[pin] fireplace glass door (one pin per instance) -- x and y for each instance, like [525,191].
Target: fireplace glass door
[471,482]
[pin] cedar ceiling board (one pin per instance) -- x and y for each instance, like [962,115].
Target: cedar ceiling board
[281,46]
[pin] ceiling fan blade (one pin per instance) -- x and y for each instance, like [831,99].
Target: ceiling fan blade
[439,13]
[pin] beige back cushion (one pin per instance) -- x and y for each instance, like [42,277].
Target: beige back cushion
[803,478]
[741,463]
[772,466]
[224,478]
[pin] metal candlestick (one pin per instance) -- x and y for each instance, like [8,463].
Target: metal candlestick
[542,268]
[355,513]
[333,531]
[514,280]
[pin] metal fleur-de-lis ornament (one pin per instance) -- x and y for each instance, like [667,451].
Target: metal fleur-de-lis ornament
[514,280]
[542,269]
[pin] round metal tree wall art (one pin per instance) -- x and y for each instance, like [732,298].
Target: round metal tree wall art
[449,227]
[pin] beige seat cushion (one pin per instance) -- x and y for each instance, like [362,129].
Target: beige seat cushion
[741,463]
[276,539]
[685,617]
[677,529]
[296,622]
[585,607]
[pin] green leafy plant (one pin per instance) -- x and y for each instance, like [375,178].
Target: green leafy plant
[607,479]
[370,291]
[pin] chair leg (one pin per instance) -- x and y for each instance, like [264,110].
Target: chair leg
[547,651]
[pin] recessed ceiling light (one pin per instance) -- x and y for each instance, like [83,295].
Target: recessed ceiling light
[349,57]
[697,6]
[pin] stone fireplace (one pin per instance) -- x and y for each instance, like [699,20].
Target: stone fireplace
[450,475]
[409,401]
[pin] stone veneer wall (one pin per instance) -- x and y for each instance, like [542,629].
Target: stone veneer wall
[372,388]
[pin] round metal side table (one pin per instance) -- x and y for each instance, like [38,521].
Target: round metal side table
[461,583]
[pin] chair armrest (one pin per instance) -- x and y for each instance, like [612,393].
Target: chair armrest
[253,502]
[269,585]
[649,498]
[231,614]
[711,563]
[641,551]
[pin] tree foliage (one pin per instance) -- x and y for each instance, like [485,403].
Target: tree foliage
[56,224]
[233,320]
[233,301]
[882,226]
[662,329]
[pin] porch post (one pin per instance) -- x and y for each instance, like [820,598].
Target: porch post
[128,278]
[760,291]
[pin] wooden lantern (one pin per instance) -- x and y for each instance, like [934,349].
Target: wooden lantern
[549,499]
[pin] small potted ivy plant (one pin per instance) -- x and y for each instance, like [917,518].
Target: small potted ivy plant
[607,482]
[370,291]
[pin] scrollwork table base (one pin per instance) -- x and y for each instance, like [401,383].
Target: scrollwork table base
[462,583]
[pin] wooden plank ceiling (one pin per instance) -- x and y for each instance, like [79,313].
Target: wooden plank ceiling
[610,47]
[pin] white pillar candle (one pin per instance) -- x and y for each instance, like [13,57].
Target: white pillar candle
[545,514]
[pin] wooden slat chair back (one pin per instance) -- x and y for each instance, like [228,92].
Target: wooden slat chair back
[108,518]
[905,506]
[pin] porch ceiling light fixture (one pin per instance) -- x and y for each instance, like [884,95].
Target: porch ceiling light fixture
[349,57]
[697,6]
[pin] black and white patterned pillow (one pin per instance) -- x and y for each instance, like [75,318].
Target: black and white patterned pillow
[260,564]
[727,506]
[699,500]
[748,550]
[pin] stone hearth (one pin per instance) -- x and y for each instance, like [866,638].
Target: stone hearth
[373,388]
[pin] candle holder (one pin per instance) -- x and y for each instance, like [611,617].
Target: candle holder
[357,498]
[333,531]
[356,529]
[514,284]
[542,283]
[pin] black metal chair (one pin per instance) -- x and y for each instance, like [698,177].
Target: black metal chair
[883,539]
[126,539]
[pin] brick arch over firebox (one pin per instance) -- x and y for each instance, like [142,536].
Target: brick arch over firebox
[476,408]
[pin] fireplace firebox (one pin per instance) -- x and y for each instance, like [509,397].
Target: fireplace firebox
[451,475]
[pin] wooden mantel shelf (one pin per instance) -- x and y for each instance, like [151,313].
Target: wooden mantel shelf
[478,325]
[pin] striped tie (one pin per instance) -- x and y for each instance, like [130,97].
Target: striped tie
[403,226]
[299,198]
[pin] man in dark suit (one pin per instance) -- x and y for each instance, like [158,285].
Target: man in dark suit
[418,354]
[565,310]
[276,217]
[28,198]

· · ·

■ **Exercise directions**: Every entry should be output exactly as written, please.

■ **Full answer**:
[pin] fireplace glass door (one pin per instance) -- x and y for each instance, like [525,191].
Target: fireplace glass door
[471,482]
[pin] cedar ceiling board (one pin per instance) -- x and y for each instance, like [962,115].
Target: cedar ceiling board
[281,46]
[pin] ceiling fan blade (one pin per instance) -- x and y for each instance, like [831,99].
Target: ceiling fan blade
[439,13]
[pin] beige back cushion (one pin per instance) -- x and y for each instance, like [42,277].
Target: beige back cushion
[803,478]
[741,463]
[772,466]
[224,478]
[pin] metal candlestick (one pin per instance) -- x and y for each instance, like [8,463].
Target: metal candlestick
[542,268]
[355,513]
[333,531]
[514,280]
[pin] metal fleur-de-lis ornament (one pin per instance) -- x and y for each instance, like [667,451].
Target: metal fleur-de-lis ornament
[514,280]
[542,269]
[pin] round metal tree wall art (one pin per instance) -- x and y for each instance, like [732,298].
Target: round metal tree wall art
[449,227]
[pin] beige seat cushion (one pin per instance) -- x and y for each instance, like [362,129].
Target: beige seat cushion
[741,463]
[276,539]
[685,617]
[677,529]
[296,622]
[585,607]
[pin] green leafy plant (one pin per instance) -- x and y for each instance, like [375,178].
Target: green leafy plant
[607,479]
[370,291]
[pin] chair leg (one pin per instance) -- x and y for each instance, like [264,110].
Target: chair leg
[547,651]
[pin] recessed ceiling light (one pin per instance) -- x and y for each instance, like [83,295].
Target: recessed ceiling light
[349,57]
[697,6]
[pin] stone fireplace (one pin per instance) -- x and y for each instance, like [699,20].
Target: stone fireplace
[450,475]
[409,401]
[pin] stone veneer wall (one pin per instance) -- x and y for each instance, like [542,629].
Target: stone veneer wall
[372,388]
[pin] round metal side table (one pin per instance) -- x and y for each instance, like [38,521].
Target: round metal side table
[461,583]
[pin] chair armrest (one pin per instance) -- x and y for each instance, like [612,393].
Target: chair armrest
[253,502]
[269,585]
[649,498]
[231,614]
[711,563]
[641,551]
[pin] tree foliage (one pin per instance) -- x and y for each instance, like [485,403].
Target: tree foliage
[56,224]
[233,320]
[233,301]
[882,226]
[662,329]
[pin] porch post (one pin per instance) -- x and y for each instance, like [820,598].
Target: porch post
[128,278]
[760,291]
[pin] wooden lantern (one pin per instance) -- x and y for each instance, like [934,349].
Target: wooden lantern
[549,499]
[pin] small potted ivy plant (one pin per instance) -- x and y for each instance, like [917,518].
Target: small potted ivy plant
[607,482]
[370,291]
[pin] scrollwork table base (one pin per instance) -- x and y for each instance, like [401,383].
Target: scrollwork table base
[462,583]
[pin] wooden plank ceiling (one pin per instance) -- x and y for each instance, like [79,313].
Target: wooden plank ceiling
[610,47]
[pin] white pillar candle (one pin per instance) -- x and y for each instance, like [13,57].
Target: white pillar candle
[545,514]
[pin] wooden slat chair back (one pin per instance) -- x and y for each instance, like [228,92].
Target: wooden slat chair back
[108,518]
[905,506]
[pin] porch ceiling light fixture (one pin per instance) -- x and y for each instance, like [884,95].
Target: porch ceiling light fixture
[349,57]
[697,6]
[pin] black and white patterned pillow (one pin per instance) -- x and y for each instance, like [75,318].
Target: black and white patterned pillow
[260,564]
[727,506]
[699,500]
[748,550]
[pin] stone hearth (one pin per instance) -- x and y for each instance, like [866,638].
Target: stone hearth
[373,388]
[pin] candle holder (one pin per instance) -- x and y for each instance, like [611,617].
Target: candle holder
[357,498]
[333,531]
[356,529]
[514,284]
[542,283]
[pin] black metal chair (one pin per instance) -- x and y for each instance, like [698,177].
Target: black metal chair
[883,539]
[126,539]
[pin] brick arch over firebox (one pin per instance) -- x and y for each instance, like [142,536].
Target: brick arch over firebox
[476,408]
[pin] fireplace firebox (one pin per instance) -- x and y for each instance, like [509,397].
Target: fireplace firebox
[451,475]
[pin] wooden mantel shelf (one pin per instance) -- x and y for each instance, like [151,313].
Target: wooden mantel shelf
[478,325]
[pin] striped tie (one pin per instance) -- x and y for each instance, like [130,97].
Target: striped tie
[403,226]
[299,198]
[pin] man in dark suit (one pin per instance) -- x and y for each instance, like [158,285].
Target: man in dark suit
[418,354]
[565,310]
[276,217]
[28,198]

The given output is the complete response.